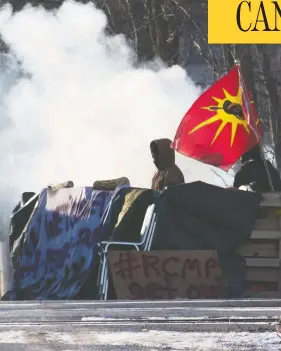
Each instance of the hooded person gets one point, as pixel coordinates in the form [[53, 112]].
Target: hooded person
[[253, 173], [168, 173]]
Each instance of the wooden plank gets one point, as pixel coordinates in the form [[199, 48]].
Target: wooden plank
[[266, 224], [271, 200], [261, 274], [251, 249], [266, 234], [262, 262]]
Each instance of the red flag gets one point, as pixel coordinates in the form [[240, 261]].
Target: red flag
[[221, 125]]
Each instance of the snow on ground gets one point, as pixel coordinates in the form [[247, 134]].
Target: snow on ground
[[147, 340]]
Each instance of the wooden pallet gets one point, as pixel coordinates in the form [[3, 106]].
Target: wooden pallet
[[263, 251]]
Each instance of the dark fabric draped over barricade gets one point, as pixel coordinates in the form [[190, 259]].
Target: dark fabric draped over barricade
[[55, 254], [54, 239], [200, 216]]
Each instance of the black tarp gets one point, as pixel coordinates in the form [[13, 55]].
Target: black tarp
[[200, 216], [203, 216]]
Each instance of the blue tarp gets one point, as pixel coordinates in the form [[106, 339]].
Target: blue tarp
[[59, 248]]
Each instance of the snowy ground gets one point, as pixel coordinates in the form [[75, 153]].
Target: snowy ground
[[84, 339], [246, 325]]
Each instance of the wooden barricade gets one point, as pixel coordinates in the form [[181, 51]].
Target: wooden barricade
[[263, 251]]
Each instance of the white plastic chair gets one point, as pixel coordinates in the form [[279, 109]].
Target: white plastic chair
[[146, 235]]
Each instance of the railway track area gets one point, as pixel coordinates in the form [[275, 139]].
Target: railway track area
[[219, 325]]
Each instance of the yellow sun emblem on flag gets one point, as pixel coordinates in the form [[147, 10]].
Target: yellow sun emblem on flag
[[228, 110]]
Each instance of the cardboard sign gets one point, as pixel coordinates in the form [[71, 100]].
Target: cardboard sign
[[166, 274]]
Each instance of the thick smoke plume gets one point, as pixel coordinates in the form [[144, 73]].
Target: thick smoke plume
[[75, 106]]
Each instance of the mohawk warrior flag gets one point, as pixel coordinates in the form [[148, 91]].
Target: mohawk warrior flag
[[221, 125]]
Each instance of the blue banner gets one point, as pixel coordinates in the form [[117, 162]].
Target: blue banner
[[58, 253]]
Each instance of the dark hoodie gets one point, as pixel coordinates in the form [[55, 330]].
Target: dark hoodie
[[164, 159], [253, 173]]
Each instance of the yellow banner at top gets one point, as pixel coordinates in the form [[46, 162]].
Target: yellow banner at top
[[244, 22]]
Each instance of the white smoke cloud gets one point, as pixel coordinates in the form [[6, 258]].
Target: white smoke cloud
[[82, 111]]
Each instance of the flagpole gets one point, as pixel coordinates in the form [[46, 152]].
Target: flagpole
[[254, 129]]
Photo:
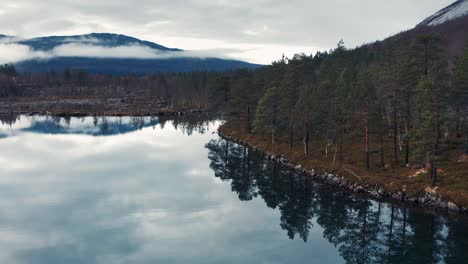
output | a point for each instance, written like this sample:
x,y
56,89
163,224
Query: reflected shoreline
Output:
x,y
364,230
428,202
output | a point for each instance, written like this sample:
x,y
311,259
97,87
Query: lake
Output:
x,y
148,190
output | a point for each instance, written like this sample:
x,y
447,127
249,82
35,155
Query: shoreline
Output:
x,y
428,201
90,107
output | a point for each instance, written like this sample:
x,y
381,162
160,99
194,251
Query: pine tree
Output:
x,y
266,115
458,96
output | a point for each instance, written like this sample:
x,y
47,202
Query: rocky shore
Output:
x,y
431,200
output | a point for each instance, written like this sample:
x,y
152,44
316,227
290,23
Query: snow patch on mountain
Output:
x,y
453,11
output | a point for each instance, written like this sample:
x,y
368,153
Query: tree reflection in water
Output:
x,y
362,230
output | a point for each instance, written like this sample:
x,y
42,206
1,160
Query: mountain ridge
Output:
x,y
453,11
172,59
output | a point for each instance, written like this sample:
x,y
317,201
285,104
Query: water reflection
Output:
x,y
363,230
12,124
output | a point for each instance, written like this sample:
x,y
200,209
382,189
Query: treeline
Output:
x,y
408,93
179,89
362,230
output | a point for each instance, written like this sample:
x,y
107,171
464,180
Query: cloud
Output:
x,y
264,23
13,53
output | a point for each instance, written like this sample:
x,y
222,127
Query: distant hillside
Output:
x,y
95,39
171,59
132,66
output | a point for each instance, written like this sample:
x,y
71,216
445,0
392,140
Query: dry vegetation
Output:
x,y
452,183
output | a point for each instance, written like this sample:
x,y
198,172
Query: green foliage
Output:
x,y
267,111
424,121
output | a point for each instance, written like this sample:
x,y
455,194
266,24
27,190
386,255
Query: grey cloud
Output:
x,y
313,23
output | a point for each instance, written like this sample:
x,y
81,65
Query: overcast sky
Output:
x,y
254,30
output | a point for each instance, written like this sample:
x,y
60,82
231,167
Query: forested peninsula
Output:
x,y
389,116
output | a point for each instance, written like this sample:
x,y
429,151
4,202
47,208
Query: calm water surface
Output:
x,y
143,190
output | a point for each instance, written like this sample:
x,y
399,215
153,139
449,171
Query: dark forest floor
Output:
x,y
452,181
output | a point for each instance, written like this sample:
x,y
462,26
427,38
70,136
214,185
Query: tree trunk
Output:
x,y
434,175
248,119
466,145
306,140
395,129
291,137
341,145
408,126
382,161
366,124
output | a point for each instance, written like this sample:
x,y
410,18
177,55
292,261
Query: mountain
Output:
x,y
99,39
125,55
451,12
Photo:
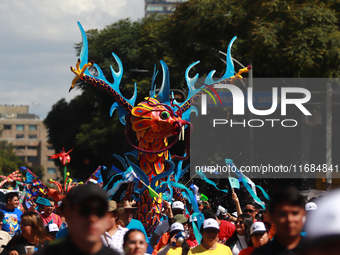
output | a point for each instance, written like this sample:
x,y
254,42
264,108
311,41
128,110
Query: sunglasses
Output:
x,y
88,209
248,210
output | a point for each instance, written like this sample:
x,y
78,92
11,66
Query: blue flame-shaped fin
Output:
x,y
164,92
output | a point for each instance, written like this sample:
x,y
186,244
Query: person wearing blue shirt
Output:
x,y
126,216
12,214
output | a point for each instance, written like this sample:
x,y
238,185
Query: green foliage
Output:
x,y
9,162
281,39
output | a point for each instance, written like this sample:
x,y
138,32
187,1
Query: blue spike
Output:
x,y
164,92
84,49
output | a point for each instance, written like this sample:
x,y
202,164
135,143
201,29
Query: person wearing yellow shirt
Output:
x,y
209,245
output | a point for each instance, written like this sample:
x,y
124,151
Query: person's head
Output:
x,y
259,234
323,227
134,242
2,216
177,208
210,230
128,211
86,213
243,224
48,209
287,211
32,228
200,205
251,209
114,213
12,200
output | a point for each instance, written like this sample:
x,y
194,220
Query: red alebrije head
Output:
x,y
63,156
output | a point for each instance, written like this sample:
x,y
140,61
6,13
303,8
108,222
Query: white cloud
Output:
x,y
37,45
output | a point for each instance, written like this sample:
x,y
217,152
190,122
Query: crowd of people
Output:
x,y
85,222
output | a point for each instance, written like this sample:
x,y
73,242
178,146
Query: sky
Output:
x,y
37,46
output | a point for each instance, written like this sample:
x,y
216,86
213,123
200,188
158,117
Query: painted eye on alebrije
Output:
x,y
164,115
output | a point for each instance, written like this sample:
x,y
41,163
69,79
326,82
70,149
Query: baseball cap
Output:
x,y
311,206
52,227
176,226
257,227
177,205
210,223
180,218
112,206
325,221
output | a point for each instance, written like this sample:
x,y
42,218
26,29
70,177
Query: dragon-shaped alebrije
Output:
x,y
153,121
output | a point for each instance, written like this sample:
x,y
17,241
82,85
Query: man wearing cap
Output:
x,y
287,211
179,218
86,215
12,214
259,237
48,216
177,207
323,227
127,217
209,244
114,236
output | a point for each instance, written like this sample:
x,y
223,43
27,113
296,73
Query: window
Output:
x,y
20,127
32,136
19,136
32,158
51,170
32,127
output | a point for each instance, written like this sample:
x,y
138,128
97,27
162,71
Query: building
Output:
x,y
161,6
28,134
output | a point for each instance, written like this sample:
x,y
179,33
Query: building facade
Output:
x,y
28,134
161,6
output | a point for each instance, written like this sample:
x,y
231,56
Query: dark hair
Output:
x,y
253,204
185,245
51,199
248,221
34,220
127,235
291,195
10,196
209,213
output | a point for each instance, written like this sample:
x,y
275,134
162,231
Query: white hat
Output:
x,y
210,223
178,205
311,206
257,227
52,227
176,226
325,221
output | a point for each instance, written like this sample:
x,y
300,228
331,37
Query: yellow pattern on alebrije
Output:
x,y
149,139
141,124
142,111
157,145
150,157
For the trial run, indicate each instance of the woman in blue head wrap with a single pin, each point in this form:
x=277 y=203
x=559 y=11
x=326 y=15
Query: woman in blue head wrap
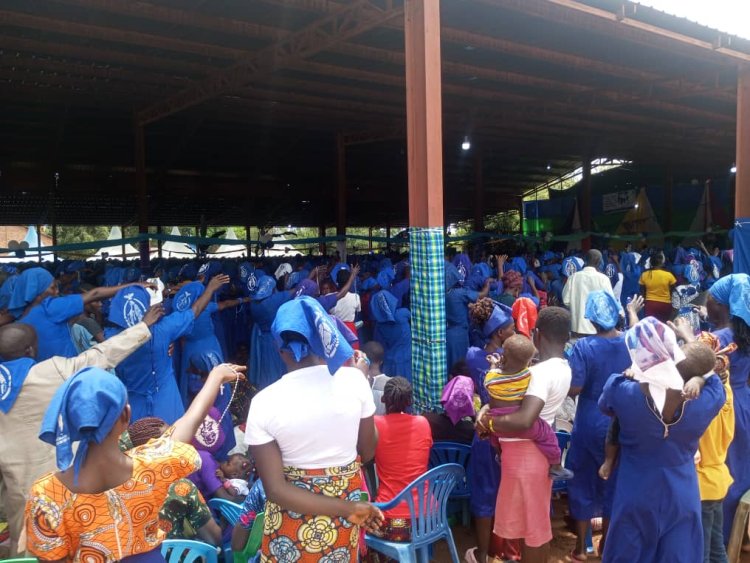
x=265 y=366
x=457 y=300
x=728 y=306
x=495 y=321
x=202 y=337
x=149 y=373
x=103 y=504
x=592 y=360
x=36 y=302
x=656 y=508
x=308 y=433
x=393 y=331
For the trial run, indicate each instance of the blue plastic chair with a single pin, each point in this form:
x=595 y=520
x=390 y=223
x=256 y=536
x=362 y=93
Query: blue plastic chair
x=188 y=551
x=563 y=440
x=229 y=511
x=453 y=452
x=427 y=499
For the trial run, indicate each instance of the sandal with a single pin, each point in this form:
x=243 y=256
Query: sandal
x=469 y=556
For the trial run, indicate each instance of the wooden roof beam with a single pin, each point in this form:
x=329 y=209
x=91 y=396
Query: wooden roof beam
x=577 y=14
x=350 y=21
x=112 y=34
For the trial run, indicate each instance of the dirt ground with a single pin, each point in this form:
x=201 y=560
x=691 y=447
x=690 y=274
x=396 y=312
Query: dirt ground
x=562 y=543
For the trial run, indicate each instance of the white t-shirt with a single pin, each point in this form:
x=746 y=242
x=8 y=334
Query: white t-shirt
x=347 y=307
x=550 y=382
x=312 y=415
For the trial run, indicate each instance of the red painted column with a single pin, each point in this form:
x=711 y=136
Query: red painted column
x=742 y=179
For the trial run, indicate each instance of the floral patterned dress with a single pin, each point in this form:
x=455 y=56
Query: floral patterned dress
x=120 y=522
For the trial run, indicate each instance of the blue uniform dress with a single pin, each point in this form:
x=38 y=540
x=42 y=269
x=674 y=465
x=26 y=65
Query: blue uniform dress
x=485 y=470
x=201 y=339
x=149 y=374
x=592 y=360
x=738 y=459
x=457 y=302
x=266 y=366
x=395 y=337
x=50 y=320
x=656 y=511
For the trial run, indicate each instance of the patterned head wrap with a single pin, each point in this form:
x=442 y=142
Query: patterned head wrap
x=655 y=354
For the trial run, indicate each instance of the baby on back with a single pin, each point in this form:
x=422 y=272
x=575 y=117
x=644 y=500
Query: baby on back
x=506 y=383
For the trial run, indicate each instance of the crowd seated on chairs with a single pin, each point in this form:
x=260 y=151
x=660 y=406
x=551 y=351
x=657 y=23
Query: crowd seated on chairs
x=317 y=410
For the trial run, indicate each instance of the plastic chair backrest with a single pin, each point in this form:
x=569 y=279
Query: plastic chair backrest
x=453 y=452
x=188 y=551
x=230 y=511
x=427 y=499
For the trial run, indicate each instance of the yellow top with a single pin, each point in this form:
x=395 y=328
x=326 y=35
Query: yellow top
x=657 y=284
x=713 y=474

=-=-=

= HOW TO COMPLETE THIS TASK =
Retype the entries above exactly. Stop after the line containing "Each instance of the blue tarp", and omit the pictures.

= EXPECTED OUTPUT =
Each instance of the hooded person gets one point, as pixel coordinates in the form [[53, 112]].
Target: hooded person
[[253, 173], [168, 173]]
Each instance of the wooden plank gets one point, as pixel coordinates in the form [[199, 48]].
Target: wooden plank
[[266, 224], [271, 200], [261, 274], [251, 249], [266, 234], [262, 262]]
Each instance of the red flag gets one point, as pixel coordinates in the form [[240, 261]].
Target: red flag
[[221, 125]]
Each instance of the snow on ground gets one point, as pixel coordinates in the form [[247, 134]].
Target: snow on ground
[[147, 340]]
Each instance of the wooden pallet gets one point, as pixel coordinates in the form [[3, 106]].
Target: wooden pallet
[[263, 251]]
Each instance of the dark fabric draped over barricade gets one point, as pixel coordinates in the form [[190, 259]].
Target: dark fabric draped over barricade
[[55, 254], [54, 239], [200, 216]]
Each instance of the black tarp gets one point, as pixel coordinates in the form [[13, 55]].
Target: black tarp
[[200, 216], [203, 216]]
Each instance of the blue tarp gets one point, as pixel coordinates in the form [[106, 339]].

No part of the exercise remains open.